▶ EXERCISE INSTRUCTIONS
Please transcribe all of the data below word for word, leaving the pictures out.

▶ Labeled-object pointing entries
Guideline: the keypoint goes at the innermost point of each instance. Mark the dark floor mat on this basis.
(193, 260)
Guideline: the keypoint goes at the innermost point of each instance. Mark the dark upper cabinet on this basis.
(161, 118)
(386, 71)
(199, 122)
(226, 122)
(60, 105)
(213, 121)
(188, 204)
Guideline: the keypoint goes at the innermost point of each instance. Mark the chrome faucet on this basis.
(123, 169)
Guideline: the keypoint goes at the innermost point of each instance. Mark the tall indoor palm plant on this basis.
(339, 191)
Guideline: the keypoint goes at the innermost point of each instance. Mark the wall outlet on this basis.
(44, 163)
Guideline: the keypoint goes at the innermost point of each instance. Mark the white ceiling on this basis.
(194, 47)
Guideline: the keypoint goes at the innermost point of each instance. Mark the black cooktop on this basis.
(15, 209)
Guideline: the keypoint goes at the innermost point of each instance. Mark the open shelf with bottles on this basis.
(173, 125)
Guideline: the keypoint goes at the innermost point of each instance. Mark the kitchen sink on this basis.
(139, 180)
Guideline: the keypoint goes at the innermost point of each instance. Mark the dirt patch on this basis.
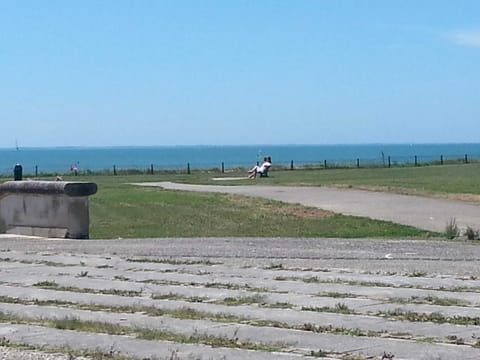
(283, 209)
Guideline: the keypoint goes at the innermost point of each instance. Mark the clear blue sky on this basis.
(137, 72)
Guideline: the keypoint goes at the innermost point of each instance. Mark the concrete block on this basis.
(46, 208)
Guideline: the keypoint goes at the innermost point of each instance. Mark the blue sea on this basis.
(60, 160)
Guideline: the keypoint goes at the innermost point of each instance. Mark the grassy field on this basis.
(127, 211)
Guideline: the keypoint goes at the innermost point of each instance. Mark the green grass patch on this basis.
(120, 210)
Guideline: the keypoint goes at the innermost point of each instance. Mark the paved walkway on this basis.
(420, 212)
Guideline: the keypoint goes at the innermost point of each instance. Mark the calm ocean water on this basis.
(59, 160)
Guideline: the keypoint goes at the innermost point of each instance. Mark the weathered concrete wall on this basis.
(45, 208)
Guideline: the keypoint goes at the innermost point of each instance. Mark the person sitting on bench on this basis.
(262, 169)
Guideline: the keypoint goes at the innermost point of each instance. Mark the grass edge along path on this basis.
(120, 210)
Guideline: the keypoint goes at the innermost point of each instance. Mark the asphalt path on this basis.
(421, 212)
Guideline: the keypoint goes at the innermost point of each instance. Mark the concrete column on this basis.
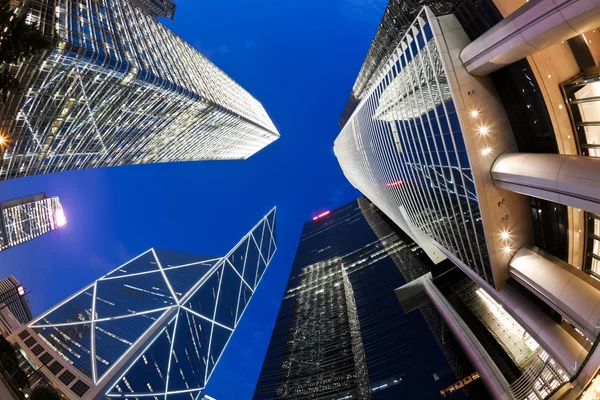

▶ CORRECT OUTPUT
Guideline: the keypoint goes at the innermost point of each instance. Mark the dark floor mat on this basis.
(193, 260)
Guideline: the keypoint goes at the innermost point of each instance. Mark the dark upper cabinet on this basis.
(161, 118)
(386, 71)
(199, 122)
(226, 122)
(60, 105)
(213, 121)
(188, 204)
Guideline: the keypoint goes at the innermost point of each instance. Mark the chrome faucet on this basis.
(123, 169)
Guideline: the keypoint goes at the innermost point of each instance. Mark the tall indoor palm plant on this basis.
(339, 191)
Guideline: the keypoint goes at the innermost point of each instance. Mark the wall outlet on this basis.
(44, 163)
Guideline: the keypoint goes at the innermost point of each instance. Mark the white ceiling on this basis.
(194, 47)
Guideline: the keypoint goes at the innermost point of each instance. Mark the black cooktop on this basis.
(15, 209)
Guideline: the keypoint goes at the innermost point of each instance. Mark the open shelf with bottles on this basis.
(173, 125)
Guideline: the keypoint goes at the innermost point of each instance. Mark the kitchen sink on this basis.
(139, 180)
Guideline: the keypoint goes at the innermost point of each instance. Mark the dirt patch on this basis.
(283, 209)
Guideline: the keypoint goes at the innermost point of each instance. Mark the clear blue sky on this basis.
(137, 72)
Guideline: the keypoint goes at the innermost point of each instance. Mark the concrete block on this basis.
(46, 208)
Guideline: the keypoint goes at the innermost point of each instance. Mark the blue sea on this basis.
(60, 160)
Guideline: the keypoint goes at the innermost point of each instance. Mark the grassy field on this basis.
(127, 211)
Guideline: the keypoint goes at the innermost point of each instance. Mark the green grass patch on this basis.
(120, 210)
Guideline: the keypoint goes at the innermost point of each instance. Mark the paved walkway on this basis.
(420, 212)
Guideline: the keypoint goes at the innermost point of each instance. Mark the calm ocean water on this basis.
(59, 160)
Guideline: the keypoint goes at the innermost point of each instance. Mark the weathered concrete wall on this basis.
(45, 208)
Guideline: the keypoint goes at the innermost point of each instance. Mark the person sitting on bench on this basis.
(262, 169)
Guideline: the keypoint goes at the innermost point of each instance. Mark the grass edge along path on this basis.
(120, 210)
Guideline: the keypoint goes at the innermost point of each instance. Mark the asphalt path on this basis.
(421, 212)
Guideline: the keypoint goes at the innermost point of each instance. Mark the concrete column on this basis.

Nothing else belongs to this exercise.